#### Exercise description:
Extract the data exactly, missing nothing.

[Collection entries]
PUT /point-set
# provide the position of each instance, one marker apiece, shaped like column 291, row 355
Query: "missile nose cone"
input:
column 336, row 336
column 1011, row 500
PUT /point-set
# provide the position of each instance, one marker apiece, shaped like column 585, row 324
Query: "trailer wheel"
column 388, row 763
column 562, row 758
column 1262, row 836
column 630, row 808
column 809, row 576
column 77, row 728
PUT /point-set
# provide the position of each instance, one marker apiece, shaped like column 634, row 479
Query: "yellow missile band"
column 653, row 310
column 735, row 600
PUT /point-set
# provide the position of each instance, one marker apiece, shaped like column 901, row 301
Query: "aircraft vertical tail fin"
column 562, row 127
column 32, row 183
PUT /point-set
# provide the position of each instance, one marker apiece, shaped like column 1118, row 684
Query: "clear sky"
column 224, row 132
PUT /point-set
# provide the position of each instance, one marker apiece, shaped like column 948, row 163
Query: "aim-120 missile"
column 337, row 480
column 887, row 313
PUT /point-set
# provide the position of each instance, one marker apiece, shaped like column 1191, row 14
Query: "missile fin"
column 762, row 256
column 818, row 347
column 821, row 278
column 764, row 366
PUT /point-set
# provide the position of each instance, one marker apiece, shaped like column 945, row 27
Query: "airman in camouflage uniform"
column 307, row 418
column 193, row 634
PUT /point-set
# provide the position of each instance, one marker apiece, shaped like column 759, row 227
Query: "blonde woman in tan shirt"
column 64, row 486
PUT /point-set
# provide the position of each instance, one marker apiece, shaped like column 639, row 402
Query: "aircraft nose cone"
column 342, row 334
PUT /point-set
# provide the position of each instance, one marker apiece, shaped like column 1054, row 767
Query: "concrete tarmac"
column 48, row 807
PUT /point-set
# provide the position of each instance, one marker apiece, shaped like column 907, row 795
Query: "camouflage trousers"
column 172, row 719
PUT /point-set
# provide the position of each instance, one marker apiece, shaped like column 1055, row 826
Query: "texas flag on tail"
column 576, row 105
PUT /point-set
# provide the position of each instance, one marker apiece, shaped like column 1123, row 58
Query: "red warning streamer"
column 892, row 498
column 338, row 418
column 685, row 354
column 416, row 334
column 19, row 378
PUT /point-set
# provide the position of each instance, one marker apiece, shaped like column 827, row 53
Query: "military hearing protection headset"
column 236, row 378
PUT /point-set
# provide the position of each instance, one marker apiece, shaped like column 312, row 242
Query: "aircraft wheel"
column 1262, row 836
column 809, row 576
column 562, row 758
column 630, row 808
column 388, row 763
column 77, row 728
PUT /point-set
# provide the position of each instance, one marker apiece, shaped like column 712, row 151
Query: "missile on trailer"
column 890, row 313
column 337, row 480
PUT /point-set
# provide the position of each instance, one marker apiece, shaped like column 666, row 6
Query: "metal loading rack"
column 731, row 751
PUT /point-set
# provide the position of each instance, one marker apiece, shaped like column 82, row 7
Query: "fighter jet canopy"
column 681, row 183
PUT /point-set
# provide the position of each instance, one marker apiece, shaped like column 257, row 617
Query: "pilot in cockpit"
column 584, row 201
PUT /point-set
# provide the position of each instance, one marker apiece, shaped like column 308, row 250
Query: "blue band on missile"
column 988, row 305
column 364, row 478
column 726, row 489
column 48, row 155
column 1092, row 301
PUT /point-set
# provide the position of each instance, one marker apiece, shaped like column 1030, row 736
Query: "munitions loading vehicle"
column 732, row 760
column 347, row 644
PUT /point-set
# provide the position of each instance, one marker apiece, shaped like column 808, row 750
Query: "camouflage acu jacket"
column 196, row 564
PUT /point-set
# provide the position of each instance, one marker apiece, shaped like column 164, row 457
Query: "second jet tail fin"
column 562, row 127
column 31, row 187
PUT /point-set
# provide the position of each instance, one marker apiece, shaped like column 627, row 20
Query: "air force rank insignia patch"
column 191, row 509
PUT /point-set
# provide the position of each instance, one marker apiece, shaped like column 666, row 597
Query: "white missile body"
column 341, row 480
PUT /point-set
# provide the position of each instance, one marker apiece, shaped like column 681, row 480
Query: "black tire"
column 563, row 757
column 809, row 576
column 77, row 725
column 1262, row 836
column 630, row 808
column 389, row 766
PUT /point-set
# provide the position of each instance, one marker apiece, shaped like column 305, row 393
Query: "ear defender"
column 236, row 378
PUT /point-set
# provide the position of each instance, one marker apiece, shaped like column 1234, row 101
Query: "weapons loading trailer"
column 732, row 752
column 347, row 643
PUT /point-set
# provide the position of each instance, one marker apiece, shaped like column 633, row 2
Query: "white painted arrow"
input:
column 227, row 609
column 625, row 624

#### Answer:
PUT /point-set
# provide the position of each instance, one marker apiece, shaped like column 291, row 355
Query: "missile nose cone"
input:
column 336, row 336
column 1011, row 500
PUT /point-set
# provide the position of each instance, one marker apiece, shaped like column 585, row 324
Query: "trailer wheel"
column 388, row 763
column 562, row 758
column 1262, row 836
column 630, row 808
column 809, row 576
column 77, row 728
PUT /point-set
# provide the position of each instance, one marker apiece, shaped like column 634, row 479
Query: "yellow missile band"
column 653, row 310
column 735, row 600
PUT /point-set
# provide the position of each instance, one marker apiece, shaped like column 901, row 301
Query: "aircraft vertical tail fin"
column 562, row 127
column 32, row 183
PUT /point-set
# provide the position of each instance, one marker apiece, shaped like column 1118, row 684
Query: "clear sky"
column 224, row 132
PUT /point-set
# provide the position of each instance, one marker apiece, shaped like column 948, row 163
Query: "aim-120 missile"
column 337, row 480
column 887, row 313
PUT /point-set
# provide the position of each instance, one marker apiece, shaped like column 1191, row 14
Query: "missile fin"
column 762, row 256
column 818, row 347
column 821, row 278
column 764, row 366
PUT /point-set
# provide the position of each instance, one marker apiece, shaped like column 945, row 27
Query: "airman in camouflage uniform"
column 307, row 418
column 193, row 634
PUT /point-set
# provide the position of each instance, one marker apiece, shaped like column 759, row 227
Query: "blonde woman in tan shirt"
column 64, row 486
PUT /point-set
# provide the position of each instance, one marker apiece, shaped like column 639, row 402
Query: "aircraft nose cone"
column 342, row 334
PUT /point-set
# provide the position of each instance, one marker apiece, shaped like column 1054, row 767
Query: "concrete tarmac"
column 48, row 807
PUT /point-set
# provide the position of each instance, one marker apiece, shaped like column 907, row 795
Query: "camouflage trousers"
column 172, row 719
PUT /point-set
# provide the position of each instance, one marker apiece, shaped like column 1055, row 826
Query: "texas flag on tail"
column 576, row 105
PUT /point-set
# provide the position of each instance, one marker apiece, shaped like column 1123, row 58
Query: "red warning streamer"
column 892, row 498
column 338, row 418
column 685, row 354
column 416, row 334
column 19, row 378
PUT /point-set
# provide the position of each instance, one marker apiece, shaped like column 827, row 53
Query: "military hearing protection headset"
column 236, row 378
PUT /point-set
# provide the position of each instance, one marker apiece, shaped like column 312, row 242
Query: "aircraft wheel"
column 1262, row 836
column 809, row 576
column 562, row 758
column 630, row 808
column 388, row 763
column 77, row 728
PUT /point-set
# provide the position of each instance, one marker apiece, shaped like column 712, row 151
Query: "missile on trailer"
column 890, row 313
column 337, row 480
PUT /point-set
# provide the position of each instance, one marker apiece, shaped like column 666, row 6
Query: "metal loading rack"
column 731, row 751
PUT /point-set
# provide the position of each instance, one marker apiece, shaped like column 82, row 7
Query: "fighter jet canopy"
column 681, row 183
PUT /point-set
# provide the position of each instance, one marker apiece, shaped like column 257, row 617
Query: "pilot in cockpit"
column 584, row 201
PUT /point-set
# provide the position of each instance, one marker apiece, shaped like column 308, row 250
Query: "blue band on missile"
column 988, row 305
column 364, row 478
column 726, row 489
column 48, row 155
column 1092, row 301
PUT /point-set
# provide the position of each instance, one marker apiece, shaped like column 1030, row 736
Query: "munitions loading vehicle"
column 732, row 760
column 347, row 644
PUT /point-set
# provide the position of each instance, one marker apiece, shaped like column 808, row 750
Query: "camouflage acu jacket"
column 196, row 564
PUT /point-set
# provide the position of each instance, one marker apiece, shaped like column 164, row 457
Query: "second jet tail fin"
column 562, row 127
column 31, row 187
PUT /point-set
# provide the position of each instance, one marker apiece, shaped like column 627, row 20
Query: "air force rank insignia patch"
column 191, row 509
PUT /point-set
# provide the position of each instance, one marker apiece, shaped like column 666, row 597
Query: "white missile body"
column 341, row 480
PUT /point-set
# provide the position of each instance, one marker apiece, shaped like column 681, row 480
Query: "black tire"
column 563, row 757
column 809, row 576
column 77, row 725
column 1262, row 836
column 630, row 808
column 389, row 766
PUT /point-set
# provide the position of each instance, one marker apiece, shaped like column 305, row 393
Query: "ear defender"
column 236, row 378
PUT /point-set
# provide the position of each instance, one marker apiece, shaped like column 1234, row 101
Query: "weapons loading trailer"
column 732, row 752
column 347, row 643
PUT /point-set
# provide the position of each instance, one marker apiece, shaped like column 633, row 2
Query: "white painted arrow"
input:
column 227, row 609
column 625, row 624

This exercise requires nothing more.